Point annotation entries
▬▬▬▬▬▬▬▬▬▬
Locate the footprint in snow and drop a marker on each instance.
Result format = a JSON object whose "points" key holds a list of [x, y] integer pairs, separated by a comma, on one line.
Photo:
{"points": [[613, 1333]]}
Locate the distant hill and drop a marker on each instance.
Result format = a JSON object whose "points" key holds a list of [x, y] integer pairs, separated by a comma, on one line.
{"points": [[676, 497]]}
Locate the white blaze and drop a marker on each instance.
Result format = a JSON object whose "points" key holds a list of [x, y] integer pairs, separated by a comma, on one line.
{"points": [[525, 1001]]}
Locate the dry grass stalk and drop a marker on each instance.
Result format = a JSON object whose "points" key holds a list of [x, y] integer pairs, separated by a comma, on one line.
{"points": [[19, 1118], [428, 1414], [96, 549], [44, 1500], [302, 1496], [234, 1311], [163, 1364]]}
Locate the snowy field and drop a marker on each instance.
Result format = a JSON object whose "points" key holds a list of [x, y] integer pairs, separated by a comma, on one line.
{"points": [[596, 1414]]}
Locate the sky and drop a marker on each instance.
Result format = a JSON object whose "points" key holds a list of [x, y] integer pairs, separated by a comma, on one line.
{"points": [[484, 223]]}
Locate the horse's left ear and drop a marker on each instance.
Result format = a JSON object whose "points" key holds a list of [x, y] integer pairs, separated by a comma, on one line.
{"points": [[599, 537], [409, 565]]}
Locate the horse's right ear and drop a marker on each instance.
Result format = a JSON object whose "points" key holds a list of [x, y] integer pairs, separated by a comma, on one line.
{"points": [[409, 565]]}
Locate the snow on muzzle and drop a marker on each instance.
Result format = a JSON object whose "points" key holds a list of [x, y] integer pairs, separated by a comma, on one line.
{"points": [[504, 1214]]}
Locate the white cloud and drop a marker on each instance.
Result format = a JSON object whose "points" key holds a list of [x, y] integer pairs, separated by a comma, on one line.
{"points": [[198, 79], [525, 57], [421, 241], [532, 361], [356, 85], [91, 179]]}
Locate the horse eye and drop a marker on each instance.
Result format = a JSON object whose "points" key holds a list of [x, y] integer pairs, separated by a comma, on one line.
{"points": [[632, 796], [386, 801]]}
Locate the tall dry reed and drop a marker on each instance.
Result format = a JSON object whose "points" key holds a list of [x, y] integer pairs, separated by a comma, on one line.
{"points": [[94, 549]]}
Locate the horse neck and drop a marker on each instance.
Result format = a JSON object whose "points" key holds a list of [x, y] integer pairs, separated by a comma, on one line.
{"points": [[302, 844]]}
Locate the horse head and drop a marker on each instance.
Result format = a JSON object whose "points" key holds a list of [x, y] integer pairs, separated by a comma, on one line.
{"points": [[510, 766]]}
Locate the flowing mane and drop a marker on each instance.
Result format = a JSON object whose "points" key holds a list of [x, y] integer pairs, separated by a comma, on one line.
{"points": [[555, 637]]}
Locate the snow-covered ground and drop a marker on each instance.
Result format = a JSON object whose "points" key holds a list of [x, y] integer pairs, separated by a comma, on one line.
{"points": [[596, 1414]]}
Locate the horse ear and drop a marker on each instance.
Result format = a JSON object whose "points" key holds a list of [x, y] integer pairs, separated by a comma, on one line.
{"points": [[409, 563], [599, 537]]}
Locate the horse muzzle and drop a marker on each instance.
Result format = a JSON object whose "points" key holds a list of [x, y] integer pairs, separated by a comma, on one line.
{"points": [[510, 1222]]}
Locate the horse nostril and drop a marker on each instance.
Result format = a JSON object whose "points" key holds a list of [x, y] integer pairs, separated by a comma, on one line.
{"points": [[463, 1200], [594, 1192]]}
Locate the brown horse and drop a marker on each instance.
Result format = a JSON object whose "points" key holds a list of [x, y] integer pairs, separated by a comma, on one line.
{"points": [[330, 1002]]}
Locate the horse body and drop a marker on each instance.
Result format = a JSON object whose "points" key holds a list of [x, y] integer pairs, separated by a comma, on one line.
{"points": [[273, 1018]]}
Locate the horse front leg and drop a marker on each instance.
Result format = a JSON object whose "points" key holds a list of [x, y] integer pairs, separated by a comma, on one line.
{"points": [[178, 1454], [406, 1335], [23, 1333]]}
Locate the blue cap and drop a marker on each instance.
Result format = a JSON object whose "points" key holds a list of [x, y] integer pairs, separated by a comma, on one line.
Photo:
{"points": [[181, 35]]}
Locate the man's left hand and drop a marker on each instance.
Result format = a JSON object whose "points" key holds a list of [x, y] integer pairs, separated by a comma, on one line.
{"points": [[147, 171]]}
▬▬▬▬▬▬▬▬▬▬
* [PROBLEM]
Give all of the entries above as a two-column CSV with the header columns "input" and "output", one row per entry, holding its text and its answer. Put each in a single quoted field, with every line break replaced by a space.

* [FINAL RESULT]
input,output
"Locate the footprint in snow and drop a marker on each instance. Result format = a JSON object whose ""points"" key holds a list of [x, y] integer pairs, separated by a comma, on one line. Photo:","{""points"": [[613, 1333]]}"
"Locate the distant hill and drop a marker on each instance. Result format = a JSON object whose ""points"" key holds a list of [x, y] integer pairs, separated by a comma, on one line.","{""points"": [[676, 497]]}"
"Locate the white blaze and drop a marker on each instance. Result format = a JSON object whose ""points"" key holds a list of [x, y] integer pairs, separated by a comma, on one line.","{""points"": [[525, 1001]]}"
"Locate the dry grass stalk and drop a marker on each instance. Result format = a JSON object whose ""points"" key holds a list of [x, y] integer pairs, separated by a comma, on one line.","{""points"": [[19, 1118], [428, 1414], [96, 549], [44, 1500], [302, 1496], [234, 1311], [163, 1364]]}"
"Locate the snowy field and drop a marker on each instance. Result format = a JSON object whose ""points"" key holds a list of [x, y] integer pairs, separated by a comma, on one line.","{""points"": [[596, 1414]]}"
"Locate the sky and drop a marker on each instance. Result format = a JSON object whose ""points"" key holds a list of [x, y] integer pairs, separated by a comma, on one line.","{""points"": [[484, 223]]}"
"Locate the horse's left ear and drop a marker on each instance. Result format = a JSON object whose ""points"" key holds a list of [x, y] integer pairs, separated by a comma, on one line.","{""points"": [[599, 537], [409, 565]]}"
"Locate the horse's right ear and drop a marker on each instance. Result format = a JSON object whose ""points"" key holds a list of [x, y] integer pairs, separated by a comma, on one line.","{""points"": [[409, 565]]}"
"Locate the snow on muzzle and drop a marker on each instance. Result format = a JSON object whose ""points"" key holds a list of [x, y] integer pairs, separated by a comma, on one line.","{""points"": [[504, 1214]]}"
"Locate the white cloud and drop a marker on each instance. Result format = a JSON object whose ""points"" key holds a list of [x, y] integer pairs, separated by a comma, on one line.","{""points"": [[198, 79], [525, 57], [421, 241], [532, 361], [356, 85], [91, 179]]}"
"Locate the horse eye and drop a marker on each instance. Result format = a JSON object whose ""points"" key holds a list of [x, y] integer pairs, separated by a comma, on one line.","{""points"": [[632, 796], [386, 801]]}"
"Locate the tall dry reed and drop a marker on each instance. Result format = a JSON object whose ""points"" key holds a list of [x, y] integer pairs, separated by a comma, on one line.","{""points"": [[94, 549]]}"
"Locate the horse neck and drop a marker on each instance. Result format = a JSON object whose ""points"" key holds a list of [x, y] integer pairs, separated by a comma, on one line.","{""points"": [[302, 844]]}"
"Locate the horse head and drop a marker on each instance. Result format = a JSON object whose ""points"" key holds a list of [x, y] integer pairs, separated by a comma, on one line.","{""points"": [[510, 766]]}"
"Locate the flowing mane and drop a marker on each instance. Result format = a JSON object whose ""points"" key holds a list of [x, y] integer pairs, separated by a comma, on one line.","{""points"": [[555, 637]]}"
"Locate the snow-covered ground and drop a marker on each instance. Result format = a JSON object whose ""points"" key holds a list of [x, y] integer pairs, separated by a comma, on one line.","{""points"": [[596, 1414]]}"
"Locate the horse ear and drop a marker on each instance. Result format = a JSON object whose ""points"" key holds a list of [x, y] integer pairs, separated by a comma, on one line.","{""points"": [[409, 563], [599, 537]]}"
"Locate the horse muzzle and drop a marker on each instance. Result format = a JSON object whose ""points"" key holds a list of [x, y] integer pairs, separated by a comma, on one line.","{""points"": [[510, 1222]]}"
"Locate the horse nostril and drop a marker on each instance. Result format = a JSON object whose ""points"" key holds a list of [x, y] integer pairs, separated by a comma, on one line.","{""points"": [[463, 1200], [594, 1192]]}"
"Locate the brown horse and drop a marker on each instance. Result format = a JSON object whose ""points"" key holds a list of [x, y] integer pairs, separated by a comma, on one line.","{""points"": [[330, 1002]]}"
"Locate the horse body and drop a marker on each instance. Result format = a JSON object whose ""points"" key holds a list of [x, y] integer pairs, separated by a comma, on one line.","{""points"": [[273, 1018]]}"
"Locate the horse front leg and drop a marker on each instance. Result format = a JSON object whose ""points"" key holds a list of [x, y] integer pairs, separated by a comma, on one line.","{""points"": [[178, 1454], [406, 1335], [23, 1333]]}"
"Locate the blue cap and drop a marker on each instance. Result format = a JSON object whose ""points"" key holds a list of [x, y] integer pairs, separated by a comma, on one line. Photo:","{""points"": [[181, 35]]}"
"Locate the man's left hand and drop a marker on each instance. Result format = a JSON object whose ""points"" key holds a list of [x, y] integer pairs, separated by a comma, on one line.","{""points"": [[147, 171]]}"